Lo studio si basa anche su recenti analisi simili riguardanti altre compagnie come la francese TotalEnergies. E include contributi di storici della scienza come Ben Franta, ricercatore senior in Climate Litigation presso l’Oxford Sustainable Law Programme, tra i maggiori esperti del tema a livello mondiale, e Christophe Bonneuil, attualmente direttore di ricerca presso il più grande ente pubblico di ricerca francese, il Centre national de la recherche scientifique (CNRS).

«La nostra indagine dimostra come Eni possa essere aggiunta al lungo elenco di compagnie fossili che, come è emerso da numerose inchieste internazionali condotte negli ultimi anni, erano consapevoli almeno dai primi anni Settanta dell’effetto destabilizzante che lo sfruttamento di carbone, gas e petrolio esercita sugli equilibri climatici globali, a causa delle emissioni di gas serra». Lo dichiara Felice Moramarco, che ha coordinato la ricerca per Greenpeace Italia e ReCommon. «Se ci troviamo oggi nel pieno di una crisi climatica che minaccia le vite di tutte e tutti noi, la responsabilità ricade principalmente su aziende come Eni, che hanno continuato per decenni a sfruttare le fonti fossili, ignorando gli allarmanti e crescenti avvertimenti provenienti dalla comunità scientifica globale».
= = = = =
▸ AZIONI RICHIESTE:
1) Elenca tutte le persone citate per nome nel testo della pagina.
2) Riprendi il testo sull'indagine relativa a Eni, proseguendo dopo la sua ultima frase.
Il materiale riportato di seguito non serve.

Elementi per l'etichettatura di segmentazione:
= = = = =
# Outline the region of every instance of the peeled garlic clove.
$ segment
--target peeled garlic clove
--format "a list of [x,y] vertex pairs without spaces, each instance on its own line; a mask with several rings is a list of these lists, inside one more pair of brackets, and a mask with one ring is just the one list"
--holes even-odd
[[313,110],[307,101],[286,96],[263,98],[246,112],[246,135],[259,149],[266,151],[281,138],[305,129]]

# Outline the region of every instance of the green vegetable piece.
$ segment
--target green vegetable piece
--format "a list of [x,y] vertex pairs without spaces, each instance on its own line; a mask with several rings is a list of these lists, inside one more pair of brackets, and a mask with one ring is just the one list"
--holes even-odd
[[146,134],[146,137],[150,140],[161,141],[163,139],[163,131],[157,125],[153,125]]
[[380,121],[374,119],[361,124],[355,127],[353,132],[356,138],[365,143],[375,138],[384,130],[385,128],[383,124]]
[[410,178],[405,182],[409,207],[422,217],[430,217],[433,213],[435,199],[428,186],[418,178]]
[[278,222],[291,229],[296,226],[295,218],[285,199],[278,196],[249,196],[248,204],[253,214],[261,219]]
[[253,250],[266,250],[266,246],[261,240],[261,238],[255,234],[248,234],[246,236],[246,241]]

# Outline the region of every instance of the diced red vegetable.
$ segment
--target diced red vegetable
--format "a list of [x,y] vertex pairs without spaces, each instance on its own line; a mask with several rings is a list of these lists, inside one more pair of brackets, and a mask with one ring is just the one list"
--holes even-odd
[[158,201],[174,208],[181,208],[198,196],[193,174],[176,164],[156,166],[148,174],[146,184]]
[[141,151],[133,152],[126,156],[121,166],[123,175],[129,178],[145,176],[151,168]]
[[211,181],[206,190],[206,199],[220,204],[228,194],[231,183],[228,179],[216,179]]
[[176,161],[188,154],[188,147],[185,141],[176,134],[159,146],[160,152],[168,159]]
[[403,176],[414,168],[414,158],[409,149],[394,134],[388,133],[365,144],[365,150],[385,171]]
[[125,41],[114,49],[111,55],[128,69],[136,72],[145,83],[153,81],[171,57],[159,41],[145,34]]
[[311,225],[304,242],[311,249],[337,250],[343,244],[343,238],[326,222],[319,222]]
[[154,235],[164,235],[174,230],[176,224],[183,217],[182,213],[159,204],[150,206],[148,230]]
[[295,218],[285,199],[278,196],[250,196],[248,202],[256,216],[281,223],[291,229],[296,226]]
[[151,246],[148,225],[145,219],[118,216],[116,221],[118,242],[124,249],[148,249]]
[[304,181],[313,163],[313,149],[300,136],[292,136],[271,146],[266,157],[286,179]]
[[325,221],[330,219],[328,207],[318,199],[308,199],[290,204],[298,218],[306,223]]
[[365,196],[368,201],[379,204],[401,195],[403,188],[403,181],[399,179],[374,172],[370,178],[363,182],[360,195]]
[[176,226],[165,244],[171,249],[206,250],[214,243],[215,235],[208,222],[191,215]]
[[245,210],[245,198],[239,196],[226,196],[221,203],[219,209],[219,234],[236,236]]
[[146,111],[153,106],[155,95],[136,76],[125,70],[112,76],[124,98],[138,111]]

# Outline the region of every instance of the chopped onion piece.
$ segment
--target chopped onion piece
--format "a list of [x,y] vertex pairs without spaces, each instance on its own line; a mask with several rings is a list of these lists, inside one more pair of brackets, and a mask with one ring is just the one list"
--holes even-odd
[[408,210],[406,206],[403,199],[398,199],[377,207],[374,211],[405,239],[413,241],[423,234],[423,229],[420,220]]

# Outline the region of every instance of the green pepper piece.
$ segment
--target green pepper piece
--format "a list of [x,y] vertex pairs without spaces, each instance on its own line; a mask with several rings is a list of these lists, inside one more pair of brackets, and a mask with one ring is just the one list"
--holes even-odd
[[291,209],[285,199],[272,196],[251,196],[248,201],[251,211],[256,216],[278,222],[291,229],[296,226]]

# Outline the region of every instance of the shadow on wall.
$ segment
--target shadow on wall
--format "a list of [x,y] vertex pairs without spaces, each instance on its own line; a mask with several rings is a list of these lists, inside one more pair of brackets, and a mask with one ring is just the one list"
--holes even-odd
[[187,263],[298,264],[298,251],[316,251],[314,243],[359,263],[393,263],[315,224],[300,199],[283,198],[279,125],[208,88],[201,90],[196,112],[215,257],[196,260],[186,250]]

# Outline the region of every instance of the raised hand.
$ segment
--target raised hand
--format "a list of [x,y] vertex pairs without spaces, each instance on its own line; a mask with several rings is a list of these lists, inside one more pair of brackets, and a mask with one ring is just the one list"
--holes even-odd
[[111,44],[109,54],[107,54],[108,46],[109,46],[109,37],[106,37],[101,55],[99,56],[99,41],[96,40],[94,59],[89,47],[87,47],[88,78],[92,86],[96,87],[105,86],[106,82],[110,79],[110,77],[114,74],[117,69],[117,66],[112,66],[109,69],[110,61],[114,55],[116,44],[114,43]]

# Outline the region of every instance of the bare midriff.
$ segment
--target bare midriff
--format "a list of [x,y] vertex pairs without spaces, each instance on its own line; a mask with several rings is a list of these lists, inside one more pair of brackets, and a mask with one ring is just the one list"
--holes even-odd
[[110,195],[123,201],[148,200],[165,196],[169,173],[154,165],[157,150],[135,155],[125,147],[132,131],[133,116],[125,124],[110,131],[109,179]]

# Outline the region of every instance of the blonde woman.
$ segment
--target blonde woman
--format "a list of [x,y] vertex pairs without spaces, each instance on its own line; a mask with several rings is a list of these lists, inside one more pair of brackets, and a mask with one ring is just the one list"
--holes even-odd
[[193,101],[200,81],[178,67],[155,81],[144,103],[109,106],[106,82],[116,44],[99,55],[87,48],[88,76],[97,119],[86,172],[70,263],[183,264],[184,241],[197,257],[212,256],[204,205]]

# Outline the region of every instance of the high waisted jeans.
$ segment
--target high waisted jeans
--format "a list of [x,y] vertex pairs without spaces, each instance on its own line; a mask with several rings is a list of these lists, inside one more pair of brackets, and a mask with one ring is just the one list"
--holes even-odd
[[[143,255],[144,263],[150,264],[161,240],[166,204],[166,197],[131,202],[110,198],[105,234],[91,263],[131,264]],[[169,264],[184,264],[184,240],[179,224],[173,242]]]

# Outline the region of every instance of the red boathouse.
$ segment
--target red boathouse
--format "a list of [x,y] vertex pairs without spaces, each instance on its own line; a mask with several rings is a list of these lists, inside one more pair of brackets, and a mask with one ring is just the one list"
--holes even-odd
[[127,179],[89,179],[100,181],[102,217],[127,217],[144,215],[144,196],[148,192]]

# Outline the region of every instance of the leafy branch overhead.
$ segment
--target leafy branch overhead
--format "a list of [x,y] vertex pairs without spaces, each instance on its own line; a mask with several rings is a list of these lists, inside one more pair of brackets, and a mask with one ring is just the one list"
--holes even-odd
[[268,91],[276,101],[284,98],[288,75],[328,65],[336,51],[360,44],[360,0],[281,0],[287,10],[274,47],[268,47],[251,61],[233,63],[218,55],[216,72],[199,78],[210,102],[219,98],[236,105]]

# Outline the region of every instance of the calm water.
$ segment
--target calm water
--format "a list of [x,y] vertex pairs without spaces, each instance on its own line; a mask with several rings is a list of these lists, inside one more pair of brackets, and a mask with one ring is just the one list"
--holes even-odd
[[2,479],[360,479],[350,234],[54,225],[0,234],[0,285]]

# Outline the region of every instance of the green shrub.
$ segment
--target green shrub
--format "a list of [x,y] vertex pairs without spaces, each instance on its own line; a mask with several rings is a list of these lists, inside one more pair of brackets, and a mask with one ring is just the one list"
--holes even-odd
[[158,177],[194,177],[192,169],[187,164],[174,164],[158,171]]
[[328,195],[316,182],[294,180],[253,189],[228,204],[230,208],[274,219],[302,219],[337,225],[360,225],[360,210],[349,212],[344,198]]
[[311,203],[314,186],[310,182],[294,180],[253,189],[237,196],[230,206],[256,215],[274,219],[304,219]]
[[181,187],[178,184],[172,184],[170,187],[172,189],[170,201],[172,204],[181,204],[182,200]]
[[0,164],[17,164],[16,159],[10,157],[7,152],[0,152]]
= = = = =
▸ RISPOSTE ATTESE:
1) Ben Franta, Christophe Bonneuil, Felice Moramarco

2)
La causa di Greenpeace Italia e ReCommon contro Eni

Lo scorso 9 maggio Greenpeace Italia, ReCommon e dodici cittadine e cittadini italiani hanno presentato una causa civile nei confronti di Eni per i danni subiti e futuri, di natura patrimoniale e non, derivanti dai cambiamenti climatici a cui la compagnia avrebbe significativamente contribuito con la sua condotta negli ultimi decenni, pur essendo consapevole degli impatti sul clima delle proprie attività, come dimostrato dal rapporto “Eni sapeva”.

La causa mira a costringere Eni a rivedere la sua strategia industriale e a  ridurre le sue emissioni del 45% entro il 2030 rispetto ai livelli del 2020, come raccomandato dalla comunità scientifica internazionale per rispettare gli obiettivi dell’Accordo di Parigi. La causa è stata presentata anche contro il ministero dell’Economia e delle finanze e contro Cassa Depositi e Prestiti, in quanto azionisti rilevanti di Eni.